* Extracted entries
* Begin *
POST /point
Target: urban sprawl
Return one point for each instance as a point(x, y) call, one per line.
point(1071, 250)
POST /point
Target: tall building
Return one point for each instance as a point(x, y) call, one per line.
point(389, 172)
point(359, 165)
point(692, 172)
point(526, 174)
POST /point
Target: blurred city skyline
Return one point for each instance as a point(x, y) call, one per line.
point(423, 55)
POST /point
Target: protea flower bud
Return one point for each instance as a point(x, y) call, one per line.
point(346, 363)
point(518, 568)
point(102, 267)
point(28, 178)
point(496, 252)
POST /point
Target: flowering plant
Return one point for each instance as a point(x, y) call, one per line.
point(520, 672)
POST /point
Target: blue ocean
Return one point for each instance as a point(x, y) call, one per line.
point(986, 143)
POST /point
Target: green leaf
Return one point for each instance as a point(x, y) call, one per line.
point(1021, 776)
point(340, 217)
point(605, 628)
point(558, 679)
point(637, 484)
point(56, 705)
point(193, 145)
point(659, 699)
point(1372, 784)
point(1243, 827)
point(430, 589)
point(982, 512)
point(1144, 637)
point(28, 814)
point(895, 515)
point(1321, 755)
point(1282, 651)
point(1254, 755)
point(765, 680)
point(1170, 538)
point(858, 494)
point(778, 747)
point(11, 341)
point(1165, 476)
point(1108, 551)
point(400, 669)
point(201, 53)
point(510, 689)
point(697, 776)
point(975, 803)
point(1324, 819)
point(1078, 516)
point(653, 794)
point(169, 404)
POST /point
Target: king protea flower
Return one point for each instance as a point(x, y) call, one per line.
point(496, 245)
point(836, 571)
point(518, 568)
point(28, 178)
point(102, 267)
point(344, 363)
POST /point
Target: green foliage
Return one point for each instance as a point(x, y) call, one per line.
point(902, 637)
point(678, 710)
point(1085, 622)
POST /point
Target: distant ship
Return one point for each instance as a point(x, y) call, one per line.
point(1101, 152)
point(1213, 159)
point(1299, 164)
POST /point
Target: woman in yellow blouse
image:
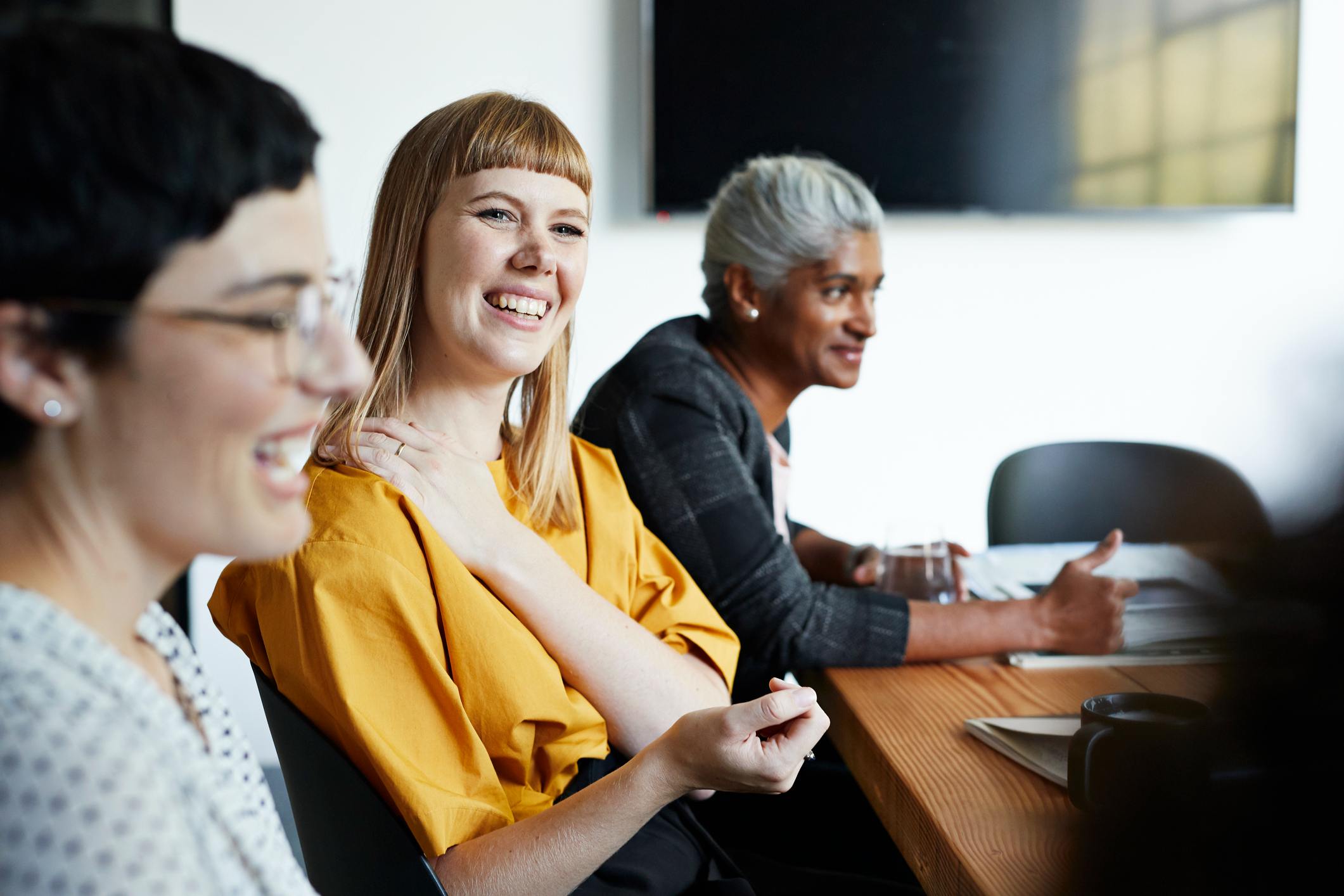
* End *
* Request
Rewrite the lines from the top of the records through the line containing "point(526, 174)", replacing "tall building" with "skyscraper" and leaving everything else unchanged.

* Written solution
POST /point
Target: urban sprawl
Return one point for each instance as a point(x, y) call, one per line.
point(1071, 250)
POST /point
Target: skyscraper
Return one point for each instance as a point(x, y) call, one per line.
point(389, 172)
point(359, 165)
point(692, 172)
point(526, 174)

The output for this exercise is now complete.